Dossier : IMM-18054-24

Référence : 2025 CF 1845

Ottawa (Ontario), le 20 novembre 2025

En présence de l’honorable madame la juge Saint-Fleur

ENTRE :

KAPLAN, YUNUS

Partie demanderesse

et

LE MINISTRE DE LA CITOYENNETÉ ET DE L’IMMIGRATION

Partie défenderesse

JUGEMENT ET MOTIFS

I. Aperçu

[1] Il s’agit d’une demande de contrôle judiciaire en vertu du paragraphe 72(1) de la Loi sur l’immigration et la protection des réfugiés, LC 2001 c 27 [LIPR] d’une décision de la Section d’appel des réfugiés [SAR] rendue le 5 septembre 2024 rejetant l’appel du demandeur. Il s’agissait d’un appel à l’égard de la décision rendue le 15 mai 2024 par laquelle la Section de protection des réfugiés [SPR] a rejeté la demande d’asile du demandeur.

[2] La SAR a conclu que le demandeur n’a pas démontré l’existence d’une possibilité sérieuse de persécution au sens de l’article 96 de la LIPR en raison de son origine ethnique kurde ou de ses opinions politiques réelles ou imputées sur lui en République de la Turquie ou qu’il y soit exposé à une menace à sa vie ou au risque de traitements ou peines cruels et inusités au sens du paragraphe 97(1) de la LIPR.

[3] Le demandeur fait valoir à la Cour que la décision de la SAR est déraisonnable, car elle n'est ni intelligible ni justifiée au regard des faits du dossier, des preuves documentaires objectives et de la jurisprudence applicable.

[4] Le défendeur soutient que la décision de la SPR est raisonnable, car elle suit un raisonnement cohérent fondé sur les éléments de preuve présentés et justifié au regard du droit applicable et que l’intervention de la Cour n’est pas justifiée.

[5] Pour les motifs exposés ci-dessous, la demande de contrôle judiciaire est rejetée.

+===+

> **TRAVAIL DEMANDÉ**
D'après le jugement reproduit ci-dessus, à quelle date la Section d'appel des réfugiés a-t-elle rendu la décision visée par la demande de contrôle judiciaire ?

Entrées d'annotation par coordonnées
+===+

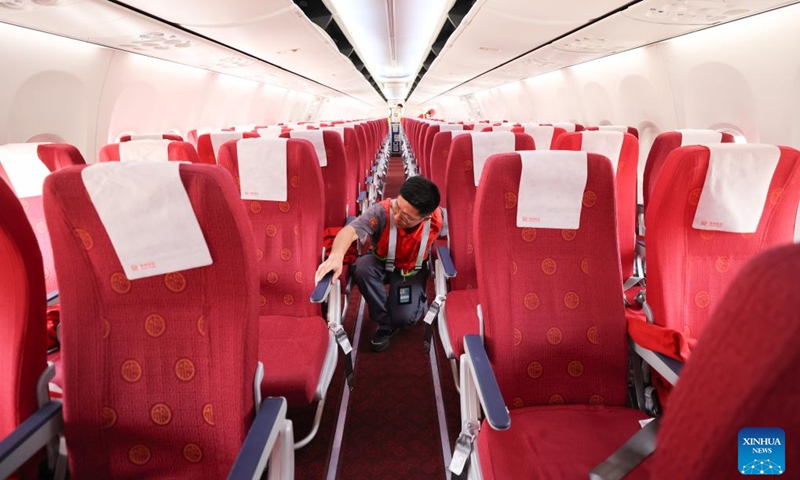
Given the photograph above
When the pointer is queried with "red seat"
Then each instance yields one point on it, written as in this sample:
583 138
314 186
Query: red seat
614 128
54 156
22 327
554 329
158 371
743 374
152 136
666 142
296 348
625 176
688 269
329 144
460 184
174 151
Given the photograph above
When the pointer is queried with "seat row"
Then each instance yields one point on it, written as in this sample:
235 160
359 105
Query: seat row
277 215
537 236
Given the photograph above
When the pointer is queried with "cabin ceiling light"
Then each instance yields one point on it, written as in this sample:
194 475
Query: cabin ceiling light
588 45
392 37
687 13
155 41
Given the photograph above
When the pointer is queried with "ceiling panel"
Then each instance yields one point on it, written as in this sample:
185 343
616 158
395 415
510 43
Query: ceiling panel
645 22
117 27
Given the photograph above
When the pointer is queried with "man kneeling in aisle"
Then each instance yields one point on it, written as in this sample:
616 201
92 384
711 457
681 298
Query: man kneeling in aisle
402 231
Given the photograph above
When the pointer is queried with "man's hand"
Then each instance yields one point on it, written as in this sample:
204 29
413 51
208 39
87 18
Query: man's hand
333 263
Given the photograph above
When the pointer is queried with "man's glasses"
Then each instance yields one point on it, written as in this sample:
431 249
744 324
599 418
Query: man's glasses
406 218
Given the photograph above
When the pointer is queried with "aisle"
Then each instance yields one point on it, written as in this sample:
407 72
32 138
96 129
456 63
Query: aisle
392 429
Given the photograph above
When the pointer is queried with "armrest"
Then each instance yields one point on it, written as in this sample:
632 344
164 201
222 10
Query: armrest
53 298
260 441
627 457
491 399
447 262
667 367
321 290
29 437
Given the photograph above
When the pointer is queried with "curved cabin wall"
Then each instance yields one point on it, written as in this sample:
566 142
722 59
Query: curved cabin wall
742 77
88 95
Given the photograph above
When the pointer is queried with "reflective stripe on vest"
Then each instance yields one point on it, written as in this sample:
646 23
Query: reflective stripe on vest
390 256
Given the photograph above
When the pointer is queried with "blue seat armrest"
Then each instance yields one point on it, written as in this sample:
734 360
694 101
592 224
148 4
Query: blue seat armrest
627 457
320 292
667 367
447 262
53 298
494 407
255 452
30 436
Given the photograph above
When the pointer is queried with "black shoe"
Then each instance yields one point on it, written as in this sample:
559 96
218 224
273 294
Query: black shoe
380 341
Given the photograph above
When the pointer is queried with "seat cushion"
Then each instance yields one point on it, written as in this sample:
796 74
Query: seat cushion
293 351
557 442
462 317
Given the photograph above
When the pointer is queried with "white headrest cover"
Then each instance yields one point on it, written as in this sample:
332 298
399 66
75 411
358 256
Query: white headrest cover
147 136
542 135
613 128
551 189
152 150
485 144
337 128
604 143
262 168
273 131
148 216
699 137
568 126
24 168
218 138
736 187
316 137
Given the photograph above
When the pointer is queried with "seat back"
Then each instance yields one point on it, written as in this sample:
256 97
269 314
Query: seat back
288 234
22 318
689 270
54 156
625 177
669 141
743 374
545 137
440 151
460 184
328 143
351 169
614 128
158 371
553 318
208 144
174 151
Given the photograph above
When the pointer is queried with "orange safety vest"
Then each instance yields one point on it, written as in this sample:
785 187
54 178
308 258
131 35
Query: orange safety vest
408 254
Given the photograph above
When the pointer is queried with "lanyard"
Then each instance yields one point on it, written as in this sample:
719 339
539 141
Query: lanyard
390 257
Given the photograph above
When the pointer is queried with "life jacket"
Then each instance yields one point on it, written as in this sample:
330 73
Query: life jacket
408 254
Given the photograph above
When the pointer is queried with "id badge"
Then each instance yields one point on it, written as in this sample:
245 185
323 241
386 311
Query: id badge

+===+

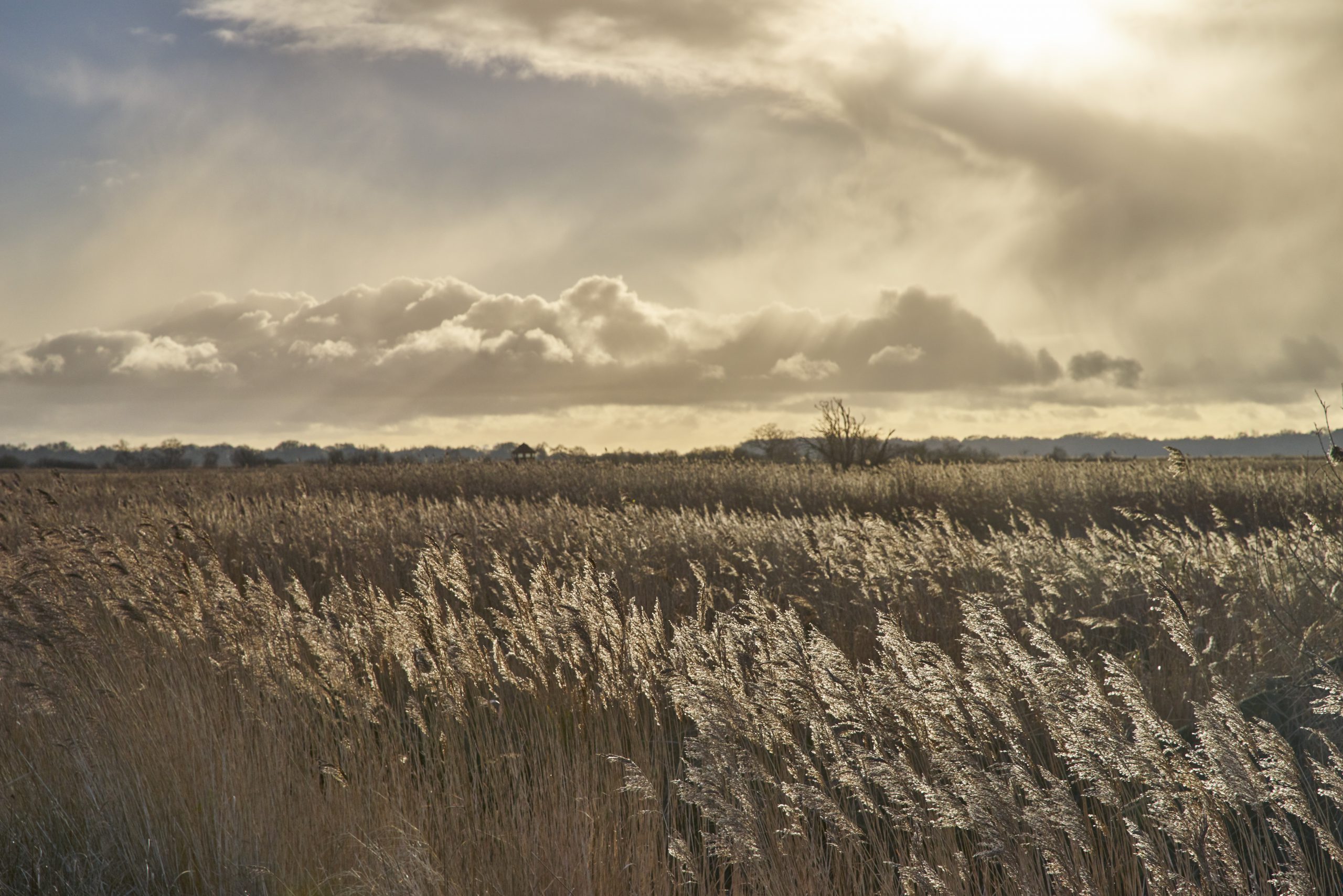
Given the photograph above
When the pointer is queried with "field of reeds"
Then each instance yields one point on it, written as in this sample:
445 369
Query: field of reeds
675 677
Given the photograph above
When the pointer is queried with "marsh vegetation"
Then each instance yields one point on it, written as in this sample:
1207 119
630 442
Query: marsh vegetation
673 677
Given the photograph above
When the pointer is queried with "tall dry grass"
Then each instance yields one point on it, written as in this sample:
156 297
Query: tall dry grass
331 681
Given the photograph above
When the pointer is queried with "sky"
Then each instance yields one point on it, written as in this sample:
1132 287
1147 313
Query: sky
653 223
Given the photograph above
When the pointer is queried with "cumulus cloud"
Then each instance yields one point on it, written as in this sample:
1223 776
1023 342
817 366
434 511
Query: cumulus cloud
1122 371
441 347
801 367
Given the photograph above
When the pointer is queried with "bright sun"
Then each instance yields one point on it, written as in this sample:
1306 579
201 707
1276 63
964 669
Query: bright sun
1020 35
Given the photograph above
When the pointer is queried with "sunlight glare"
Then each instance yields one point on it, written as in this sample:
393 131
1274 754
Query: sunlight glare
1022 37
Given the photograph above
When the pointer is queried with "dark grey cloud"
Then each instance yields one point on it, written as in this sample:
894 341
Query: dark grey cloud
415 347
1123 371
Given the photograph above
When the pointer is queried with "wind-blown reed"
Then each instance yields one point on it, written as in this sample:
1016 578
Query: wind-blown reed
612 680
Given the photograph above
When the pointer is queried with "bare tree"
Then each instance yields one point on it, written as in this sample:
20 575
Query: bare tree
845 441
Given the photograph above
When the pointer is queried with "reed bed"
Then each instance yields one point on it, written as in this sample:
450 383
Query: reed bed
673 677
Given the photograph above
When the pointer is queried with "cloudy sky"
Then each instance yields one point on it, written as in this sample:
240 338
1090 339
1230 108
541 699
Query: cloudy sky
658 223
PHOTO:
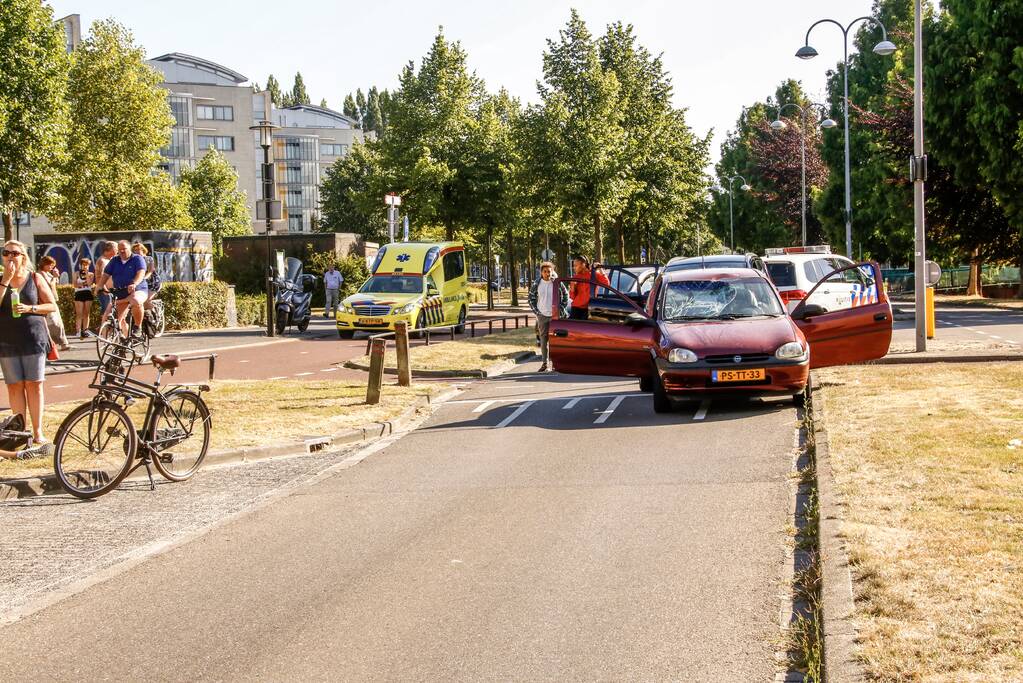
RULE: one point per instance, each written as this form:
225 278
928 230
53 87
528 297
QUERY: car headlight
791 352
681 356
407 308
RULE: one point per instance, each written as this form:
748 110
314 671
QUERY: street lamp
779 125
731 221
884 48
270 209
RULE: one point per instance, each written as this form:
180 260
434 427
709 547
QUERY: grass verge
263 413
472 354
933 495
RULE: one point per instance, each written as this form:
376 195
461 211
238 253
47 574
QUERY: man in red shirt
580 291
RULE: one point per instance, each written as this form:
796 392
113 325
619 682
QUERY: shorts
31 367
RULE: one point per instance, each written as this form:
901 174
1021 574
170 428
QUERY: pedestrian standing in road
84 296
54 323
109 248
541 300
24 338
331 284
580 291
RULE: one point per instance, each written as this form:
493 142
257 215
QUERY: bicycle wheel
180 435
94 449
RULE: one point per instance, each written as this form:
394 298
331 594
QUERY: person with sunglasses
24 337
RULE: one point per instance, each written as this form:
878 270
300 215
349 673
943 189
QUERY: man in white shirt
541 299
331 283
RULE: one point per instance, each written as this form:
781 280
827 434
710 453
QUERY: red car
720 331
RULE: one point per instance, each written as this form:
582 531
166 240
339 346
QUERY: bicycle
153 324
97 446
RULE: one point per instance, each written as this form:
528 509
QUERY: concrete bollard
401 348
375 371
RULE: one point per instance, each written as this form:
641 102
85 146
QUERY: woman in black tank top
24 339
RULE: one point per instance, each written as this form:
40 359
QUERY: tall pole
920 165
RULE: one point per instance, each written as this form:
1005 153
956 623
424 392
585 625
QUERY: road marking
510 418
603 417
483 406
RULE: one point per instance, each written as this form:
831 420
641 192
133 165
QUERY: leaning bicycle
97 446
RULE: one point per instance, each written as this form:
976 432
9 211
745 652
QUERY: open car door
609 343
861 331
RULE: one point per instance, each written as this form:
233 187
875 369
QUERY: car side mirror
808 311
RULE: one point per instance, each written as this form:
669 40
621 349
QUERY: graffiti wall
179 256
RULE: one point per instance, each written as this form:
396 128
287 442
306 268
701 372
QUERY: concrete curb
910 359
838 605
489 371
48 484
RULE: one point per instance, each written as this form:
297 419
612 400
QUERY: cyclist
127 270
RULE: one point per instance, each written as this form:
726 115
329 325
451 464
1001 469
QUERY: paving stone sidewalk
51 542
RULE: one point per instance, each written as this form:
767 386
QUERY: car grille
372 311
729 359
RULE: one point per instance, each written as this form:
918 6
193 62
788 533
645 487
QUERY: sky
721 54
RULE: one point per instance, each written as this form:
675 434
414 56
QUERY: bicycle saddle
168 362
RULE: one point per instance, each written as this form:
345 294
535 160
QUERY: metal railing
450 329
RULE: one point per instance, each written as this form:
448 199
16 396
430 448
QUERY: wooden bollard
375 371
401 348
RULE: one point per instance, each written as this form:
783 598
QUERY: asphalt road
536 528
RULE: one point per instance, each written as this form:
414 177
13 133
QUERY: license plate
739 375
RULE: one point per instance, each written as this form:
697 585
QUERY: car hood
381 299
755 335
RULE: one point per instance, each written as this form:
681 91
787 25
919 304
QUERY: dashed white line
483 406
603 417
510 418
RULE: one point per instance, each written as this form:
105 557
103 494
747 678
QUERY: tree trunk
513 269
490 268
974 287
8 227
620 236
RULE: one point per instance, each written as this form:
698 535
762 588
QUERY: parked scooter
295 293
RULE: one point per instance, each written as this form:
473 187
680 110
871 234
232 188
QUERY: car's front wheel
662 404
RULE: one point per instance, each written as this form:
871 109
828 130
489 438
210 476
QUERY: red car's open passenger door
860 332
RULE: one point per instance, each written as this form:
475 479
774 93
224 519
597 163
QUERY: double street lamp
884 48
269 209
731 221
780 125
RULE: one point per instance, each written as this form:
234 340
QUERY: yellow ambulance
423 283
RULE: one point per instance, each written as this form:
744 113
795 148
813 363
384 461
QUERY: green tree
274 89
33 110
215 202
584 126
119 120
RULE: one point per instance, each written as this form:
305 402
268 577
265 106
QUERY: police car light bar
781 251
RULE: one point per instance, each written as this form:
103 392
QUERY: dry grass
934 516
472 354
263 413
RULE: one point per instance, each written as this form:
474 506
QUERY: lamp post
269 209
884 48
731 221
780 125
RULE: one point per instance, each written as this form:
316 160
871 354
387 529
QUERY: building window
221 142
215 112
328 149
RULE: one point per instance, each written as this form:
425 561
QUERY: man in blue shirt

+===+

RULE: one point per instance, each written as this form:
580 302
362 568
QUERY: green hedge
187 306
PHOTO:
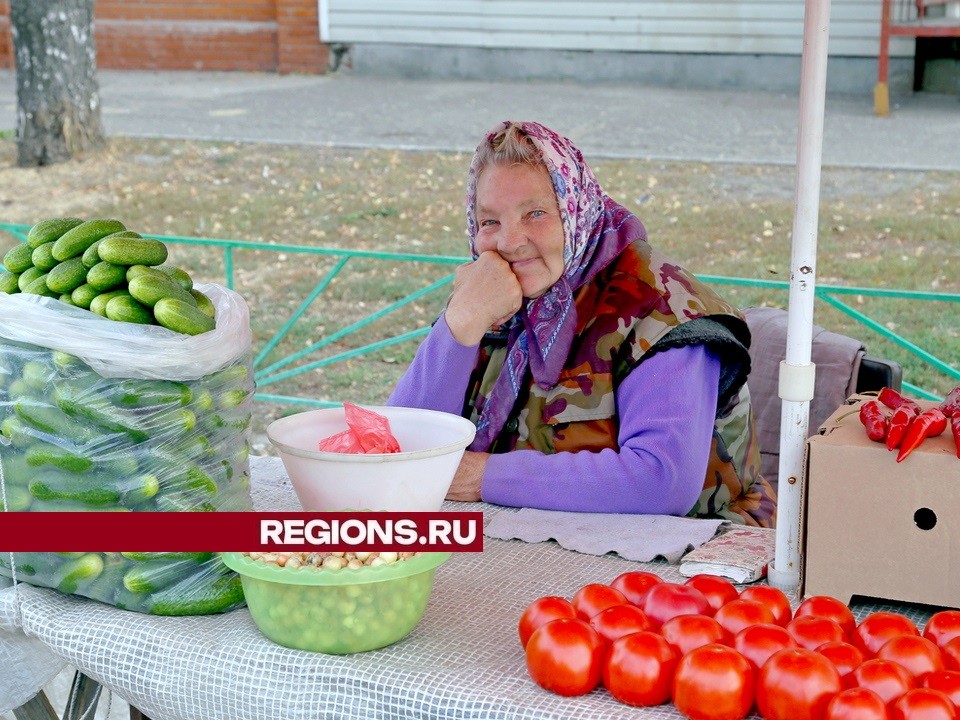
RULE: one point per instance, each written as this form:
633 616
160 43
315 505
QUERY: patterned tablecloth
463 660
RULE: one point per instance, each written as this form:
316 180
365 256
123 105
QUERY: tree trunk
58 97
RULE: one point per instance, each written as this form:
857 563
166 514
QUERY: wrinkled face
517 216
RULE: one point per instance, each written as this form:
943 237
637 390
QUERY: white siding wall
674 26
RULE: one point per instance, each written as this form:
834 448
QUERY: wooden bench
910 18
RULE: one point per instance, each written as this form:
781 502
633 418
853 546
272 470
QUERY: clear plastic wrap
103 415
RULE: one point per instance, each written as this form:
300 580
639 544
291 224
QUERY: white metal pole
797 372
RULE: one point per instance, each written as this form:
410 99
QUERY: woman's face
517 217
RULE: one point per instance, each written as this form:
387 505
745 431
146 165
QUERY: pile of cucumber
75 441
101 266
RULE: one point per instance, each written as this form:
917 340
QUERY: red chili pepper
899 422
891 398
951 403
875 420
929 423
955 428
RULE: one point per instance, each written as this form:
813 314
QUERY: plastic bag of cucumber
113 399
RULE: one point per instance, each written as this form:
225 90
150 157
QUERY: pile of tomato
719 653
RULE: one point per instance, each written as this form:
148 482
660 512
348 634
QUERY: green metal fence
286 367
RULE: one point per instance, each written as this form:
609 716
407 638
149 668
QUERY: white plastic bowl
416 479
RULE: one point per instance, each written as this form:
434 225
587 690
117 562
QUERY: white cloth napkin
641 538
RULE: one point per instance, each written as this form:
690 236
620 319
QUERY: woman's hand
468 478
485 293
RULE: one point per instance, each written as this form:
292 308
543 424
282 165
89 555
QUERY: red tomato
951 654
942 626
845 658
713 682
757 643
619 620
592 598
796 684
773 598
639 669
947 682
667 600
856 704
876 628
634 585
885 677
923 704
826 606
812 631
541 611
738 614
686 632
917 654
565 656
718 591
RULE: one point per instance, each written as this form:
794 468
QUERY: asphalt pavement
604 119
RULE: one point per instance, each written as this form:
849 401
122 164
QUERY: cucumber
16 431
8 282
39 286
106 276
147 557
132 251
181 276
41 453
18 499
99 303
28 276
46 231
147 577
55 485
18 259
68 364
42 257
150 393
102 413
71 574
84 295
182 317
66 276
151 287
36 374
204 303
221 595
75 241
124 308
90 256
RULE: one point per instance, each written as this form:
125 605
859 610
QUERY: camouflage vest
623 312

+===+

> **RÉPONSE ATTENDUE**
Le 5 septembre 2024.